=== Begin Enclosure ===

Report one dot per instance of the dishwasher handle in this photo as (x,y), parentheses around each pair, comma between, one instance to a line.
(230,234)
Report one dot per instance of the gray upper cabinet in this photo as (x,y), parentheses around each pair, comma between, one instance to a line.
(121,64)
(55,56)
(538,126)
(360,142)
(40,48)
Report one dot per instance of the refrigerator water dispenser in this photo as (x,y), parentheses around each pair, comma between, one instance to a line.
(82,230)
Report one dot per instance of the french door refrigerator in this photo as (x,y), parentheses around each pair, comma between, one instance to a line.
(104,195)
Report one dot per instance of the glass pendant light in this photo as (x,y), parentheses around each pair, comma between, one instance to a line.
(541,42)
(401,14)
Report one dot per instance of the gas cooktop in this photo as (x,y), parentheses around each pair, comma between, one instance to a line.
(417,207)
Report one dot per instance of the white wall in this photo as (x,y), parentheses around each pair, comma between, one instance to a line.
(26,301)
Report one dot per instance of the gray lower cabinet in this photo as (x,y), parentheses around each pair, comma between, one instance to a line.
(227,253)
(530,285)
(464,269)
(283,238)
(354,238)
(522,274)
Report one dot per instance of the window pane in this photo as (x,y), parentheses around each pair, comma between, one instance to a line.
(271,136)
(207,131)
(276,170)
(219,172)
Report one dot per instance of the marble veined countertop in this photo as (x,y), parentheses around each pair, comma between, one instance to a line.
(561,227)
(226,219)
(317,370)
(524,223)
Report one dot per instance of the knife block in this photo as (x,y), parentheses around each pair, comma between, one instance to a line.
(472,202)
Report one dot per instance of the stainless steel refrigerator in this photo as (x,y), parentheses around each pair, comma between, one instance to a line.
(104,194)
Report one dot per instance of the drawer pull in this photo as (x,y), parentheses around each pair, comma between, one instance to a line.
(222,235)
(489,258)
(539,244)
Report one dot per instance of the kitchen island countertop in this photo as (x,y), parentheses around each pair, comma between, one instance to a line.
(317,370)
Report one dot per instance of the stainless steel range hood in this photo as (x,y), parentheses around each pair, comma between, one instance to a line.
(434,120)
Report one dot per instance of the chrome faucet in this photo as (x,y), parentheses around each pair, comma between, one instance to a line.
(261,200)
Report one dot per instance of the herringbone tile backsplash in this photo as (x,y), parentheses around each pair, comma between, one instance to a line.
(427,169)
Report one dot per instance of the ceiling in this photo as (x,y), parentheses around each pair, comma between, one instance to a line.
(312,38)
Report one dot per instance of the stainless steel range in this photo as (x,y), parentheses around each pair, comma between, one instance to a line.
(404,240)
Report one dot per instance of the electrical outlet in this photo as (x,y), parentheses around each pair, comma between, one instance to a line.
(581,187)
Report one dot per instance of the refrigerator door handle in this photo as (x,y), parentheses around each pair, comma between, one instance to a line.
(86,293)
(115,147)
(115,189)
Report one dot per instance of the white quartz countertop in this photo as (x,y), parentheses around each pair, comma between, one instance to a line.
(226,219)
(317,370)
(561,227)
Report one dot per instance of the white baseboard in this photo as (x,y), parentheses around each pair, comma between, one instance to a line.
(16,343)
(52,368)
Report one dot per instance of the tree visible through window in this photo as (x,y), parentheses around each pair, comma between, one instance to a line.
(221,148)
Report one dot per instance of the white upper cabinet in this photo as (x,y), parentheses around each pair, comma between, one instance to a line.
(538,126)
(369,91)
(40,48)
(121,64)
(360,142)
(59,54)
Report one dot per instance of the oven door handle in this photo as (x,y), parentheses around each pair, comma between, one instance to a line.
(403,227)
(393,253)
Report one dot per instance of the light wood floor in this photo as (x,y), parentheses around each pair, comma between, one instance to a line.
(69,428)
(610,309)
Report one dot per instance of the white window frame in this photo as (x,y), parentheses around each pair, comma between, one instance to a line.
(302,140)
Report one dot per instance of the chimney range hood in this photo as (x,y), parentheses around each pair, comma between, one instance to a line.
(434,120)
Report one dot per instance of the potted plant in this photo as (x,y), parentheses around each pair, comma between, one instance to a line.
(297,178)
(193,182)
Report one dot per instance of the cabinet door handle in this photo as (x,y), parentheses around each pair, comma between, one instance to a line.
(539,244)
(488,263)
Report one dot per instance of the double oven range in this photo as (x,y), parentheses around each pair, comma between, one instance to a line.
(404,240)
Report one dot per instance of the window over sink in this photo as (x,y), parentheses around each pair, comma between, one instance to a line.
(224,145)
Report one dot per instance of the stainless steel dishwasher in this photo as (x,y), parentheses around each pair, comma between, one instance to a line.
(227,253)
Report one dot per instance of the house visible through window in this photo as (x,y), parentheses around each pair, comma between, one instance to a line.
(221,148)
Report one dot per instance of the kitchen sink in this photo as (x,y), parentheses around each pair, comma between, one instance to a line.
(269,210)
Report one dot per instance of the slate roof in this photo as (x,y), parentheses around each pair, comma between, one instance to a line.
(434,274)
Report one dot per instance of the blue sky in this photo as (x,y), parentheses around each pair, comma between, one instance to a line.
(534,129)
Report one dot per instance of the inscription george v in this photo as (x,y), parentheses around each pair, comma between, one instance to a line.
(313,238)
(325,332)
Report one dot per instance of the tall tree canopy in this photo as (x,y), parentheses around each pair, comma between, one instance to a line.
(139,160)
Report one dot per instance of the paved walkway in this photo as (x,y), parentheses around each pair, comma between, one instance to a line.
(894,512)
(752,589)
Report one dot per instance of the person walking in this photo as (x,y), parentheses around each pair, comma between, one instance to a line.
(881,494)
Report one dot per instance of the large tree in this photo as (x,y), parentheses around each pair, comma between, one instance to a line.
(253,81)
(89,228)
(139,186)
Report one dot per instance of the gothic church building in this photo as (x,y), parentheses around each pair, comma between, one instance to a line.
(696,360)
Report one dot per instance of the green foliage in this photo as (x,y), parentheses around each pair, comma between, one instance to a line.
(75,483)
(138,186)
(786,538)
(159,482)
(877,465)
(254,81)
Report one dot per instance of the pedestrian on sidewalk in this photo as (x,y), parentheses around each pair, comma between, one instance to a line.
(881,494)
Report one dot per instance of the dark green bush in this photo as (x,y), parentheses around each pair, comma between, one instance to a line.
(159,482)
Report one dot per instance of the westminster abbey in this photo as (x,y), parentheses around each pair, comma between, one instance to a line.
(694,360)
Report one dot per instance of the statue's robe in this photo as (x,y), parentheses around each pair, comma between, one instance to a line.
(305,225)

=== End Enclosure ===

TASK PROMPT
Give every entry in the listing above again, exactly as written.

RESPONSE TO THIS EXERCISE
Report one dot per instance of the dishwasher handle in this photo as (x,y), parentheses around each pair, comma between, one instance to a line.
(230,234)
Report one dot per instance of the gray upper cabinet in this photo as (x,y), parentheses around each pair, comma between, one instance to a line.
(121,64)
(55,56)
(538,126)
(360,142)
(40,48)
Report one dot per instance of the refrigerator water dispenser in this photo as (x,y), parentheses around each pair, comma between, one instance to a line.
(82,230)
Report one dot per instance of the french door refrigerator in this photo as (x,y), parentheses around each pair, comma between, one instance to a line.
(104,195)
Report one dot per instance of the glass pendant light in this photo as (x,y), parentheses around each pair, comma between, one instance to a line.
(541,42)
(401,14)
Report one dot per instance of the gas cooktop in this photo as (x,y), parentheses around each pair, comma between, one instance to a line.
(417,207)
Report one dot per instance of the white wall in this photo as (x,y), parentheses around each pair, comma between, one instance to a line.
(26,301)
Report one dot per instance of the gray lower cabinet in this photo as (x,y), parentheses around each pair, comma between, one instance to a line.
(227,253)
(530,285)
(464,269)
(283,238)
(354,238)
(522,274)
Report one dot per instance of the window pane in this photo as (x,y), parentheses around each pair, comma between, one instance to a line.
(271,136)
(207,131)
(276,170)
(219,172)
Report one dot per instance of the marble veined countertop in this photo as (x,y), parentheses around each pair, comma between, one instance to a line.
(561,227)
(226,219)
(317,370)
(524,223)
Report one dot per instance of the knife block in this photo as (x,y), parentheses around each pair, comma between, one instance to a line.
(472,202)
Report one dot per instance of the stainless steel refrigerator in this photo as (x,y), parentheses around each pair, comma between, one instance to a line.
(104,194)
Report one dot per instance of the drawer pull in this photo as (x,y), parentheses around each pair, comma between, one instance to a line.
(222,235)
(489,258)
(539,244)
Report one dot per instance of the kitchen island countertop in this photo as (x,y), parentheses around each pair, comma between, one instance to a line.
(317,370)
Report one dot per instance of the stainless steel range hood in this photo as (x,y), parentheses around each pair, comma between, one instance to a line.
(434,120)
Report one dot per instance of the chrome faucet in this photo as (x,y), parentheses around each pair, comma between, one instance to a line.
(261,200)
Report one dot per instance of the herringbone tile backsplash in this photo as (x,y), parentheses around each pair, comma between, one instance to a line.
(427,169)
Report one dot per instance of the ceiling in this photo as (x,y), parentheses around each pair, comma between, one instance to a line.
(312,38)
Report one dot per instance of the stainless steel range in this photo as (x,y), parentheses around each pair, comma between, one instance to a line.
(404,240)
Report one dot per instance of the electrical outlet in this photo as (x,y), parentheses around each pair, comma between, one instance to a line.
(581,187)
Report one dot per instance of the refrigerator door handle in this photo as (x,y), parentheses around each pair, comma between, one instance to a line.
(86,293)
(115,147)
(115,189)
Report one dot per instance of the white quartz countertop in this photo as (x,y), parentheses around each pair, comma between, one instance to a line.
(226,219)
(317,370)
(561,227)
Report one dot per instance of the white baseboard in this photo as (x,y), parentheses around each pair, comma between, one instance to a line.
(16,343)
(52,368)
Report one dot per instance of the tree visible through window in this photo as (x,y), parentheses around each pair, comma between, one instance to a line.
(221,148)
Report one dot per instance of the white upper cabinet in this photo as (x,y), parentheses around each pair, comma between, one instance to a line.
(538,126)
(369,91)
(40,48)
(121,64)
(360,142)
(59,54)
Report one dot per instance of the oven door handle in this photo as (x,y), parentheses around each pair, comma between, one instance to a line.
(403,227)
(393,253)
Report one dot per instance of the light wood floor in this photo as (x,y), parentheses around each pair, comma between, one instance to a line.
(69,428)
(610,309)
Report one dot per instance of the white window frame in this photo as (x,y), parentheses around each pair, comma between, one instance to a line.
(302,140)
Report one dot per instance of the chimney range hood in this photo as (x,y), parentheses around each pair, comma between, one instance to a line.
(434,120)
Report one dot per instance of the potted plant in this photo as (x,y), parentheses around each pair, comma between, one instance to a line.
(297,178)
(193,182)
Report one dot per instance of the cabinet door handle in this photo as (x,y), parentheses around each pair, comma between, one instance to a line.
(539,244)
(488,263)
Report one dot per instance of the double oven range in this photo as (x,y), parentheses around each pair, comma between, one instance to a line.
(404,240)
Report one dot per instance of the window over sink in this photo as (x,y), parentheses around each pair, comma between, one instance to a line.
(224,145)
Report one dot per instance of the stainless steel dishwasher in this photo as (x,y), parentheses around each pair, comma between, one instance to a line.
(227,253)
Report one dot per instance of the house visible through window in this photo as (x,y), parentheses around each pair, comma between, one instance to a line.
(221,148)
Report one dot per instance of the kitchen sink in this photo as (x,y), parentheses around each pair, comma between, one instance to a line.
(269,210)
Report one dot per instance of the slate roof in this photo as (x,y), parentheses around each pair, comma between, one instance to a line.
(434,274)
Report one dot per instance of the blue sky in this photo as (x,y), parentheses around each pair, comma between, one instance to a line.
(534,129)
Report one dot per instance of the inscription george v in this photo as (x,y), parentheses around each pair, comma between, one instance to a line.
(313,238)
(325,332)
Report one dot per instance of the tall tree canopy in this photo as (x,y), parentheses around each pair, comma between, one instance to a line.
(139,160)
Report one dot per instance of the paved walkway in this photo as (x,y), parentheses around each pair, comma between, one instance to a line.
(894,512)
(752,589)
Report one dot per instance of the person walking in this photo as (x,y), parentheses around each pair, comma between, one instance to a line.
(881,494)
Report one dot per instance of the large tree in this photo as (x,y), parentheses around each pair, comma between, one instance to a line.
(253,81)
(89,228)
(139,186)
Report one dot per instance of the gothic church building in this photo as (x,y), parentheses around each pair, comma between, one instance to a line.
(696,360)
Report one dot per instance of the green foliage in this photo as (x,y), parentheses around each pair, comma between, one instance to a line.
(75,483)
(138,186)
(786,538)
(159,482)
(877,465)
(254,81)
Report one dot per instance of the pedestrian on sidewalk in this photo as (x,y), parentheses around each pair, comma between, one instance to a line.
(881,494)
Report one dot per instance of the dark green bush in this photo as (x,y), parentheses around each pair, comma between, one instance to a line.
(159,482)
Report one dot per instance of the westminster abbey in this photo as (x,y), parentheses around each pair, comma between, one instance to a line.
(694,360)
Report one dot per instance of the statue's robe in this photo as (x,y), parentheses around each pair, comma between, one instance to a line.
(305,225)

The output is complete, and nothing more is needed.